--- YOUR OBJECTIVE ---
One exact copy of the listing is needed. It should contain no pictures.

--- INPUT DATA ---
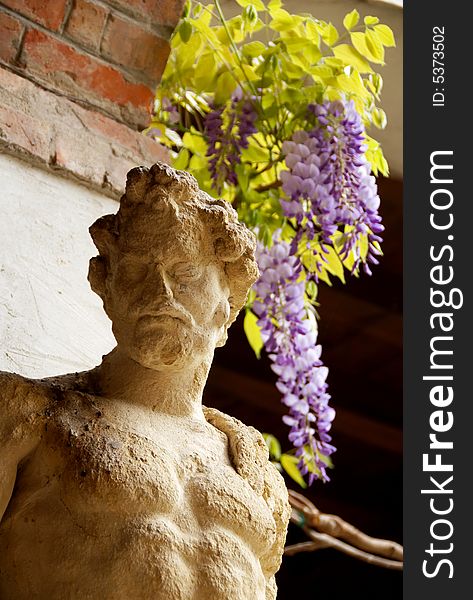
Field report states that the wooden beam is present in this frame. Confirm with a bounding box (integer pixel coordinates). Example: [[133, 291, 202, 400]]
[[206, 365, 402, 454]]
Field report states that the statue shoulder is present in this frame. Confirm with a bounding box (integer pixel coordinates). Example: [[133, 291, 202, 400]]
[[202, 406, 289, 508], [0, 371, 51, 439], [203, 406, 268, 494], [203, 406, 290, 582]]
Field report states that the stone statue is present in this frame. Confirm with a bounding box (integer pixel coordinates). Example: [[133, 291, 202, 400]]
[[0, 163, 290, 600]]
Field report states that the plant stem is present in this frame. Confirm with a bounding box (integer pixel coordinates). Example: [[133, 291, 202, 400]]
[[213, 0, 274, 139]]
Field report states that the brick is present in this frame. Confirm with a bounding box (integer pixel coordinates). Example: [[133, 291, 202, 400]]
[[0, 64, 28, 92], [139, 133, 168, 164], [101, 13, 169, 82], [104, 0, 185, 28], [0, 66, 169, 197], [1, 0, 67, 32], [71, 105, 141, 154], [65, 0, 108, 52], [53, 130, 107, 187], [0, 104, 51, 162], [103, 152, 137, 192], [20, 29, 155, 128], [0, 11, 24, 64]]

--- ANSWER SPACE ---
Field report states that the wooden beam is present in this frame. Confirm with a bounding box (integer pixel coordinates). Example: [[133, 291, 202, 400]]
[[206, 365, 402, 454]]
Field report states that the statue shoulder is present in this frame. Confirm with a bounding box (integer pixel coordinates). Example: [[133, 291, 202, 400]]
[[202, 406, 289, 508], [0, 371, 51, 439], [203, 406, 268, 494], [203, 406, 290, 582]]
Field report states that the stone statue is present in this frame. Confirm with a bounding box (integer pixel coordinates). Example: [[133, 291, 202, 400]]
[[0, 163, 290, 600]]
Field report states that the plant stem is present in this frame. Confirm with a bounding box (integer pixel coordinates). Example: [[133, 291, 202, 400]]
[[213, 0, 274, 139]]
Field report states that the brick is present in this frame. Confirm with a bounding box (integer pixel coordinates). Example: [[133, 291, 202, 400]]
[[0, 64, 28, 92], [139, 133, 168, 164], [101, 13, 169, 82], [104, 0, 185, 28], [0, 66, 169, 197], [1, 0, 67, 32], [71, 105, 141, 154], [65, 0, 108, 52], [53, 130, 107, 187], [0, 104, 51, 162], [103, 152, 137, 192], [20, 29, 155, 128], [0, 11, 24, 64]]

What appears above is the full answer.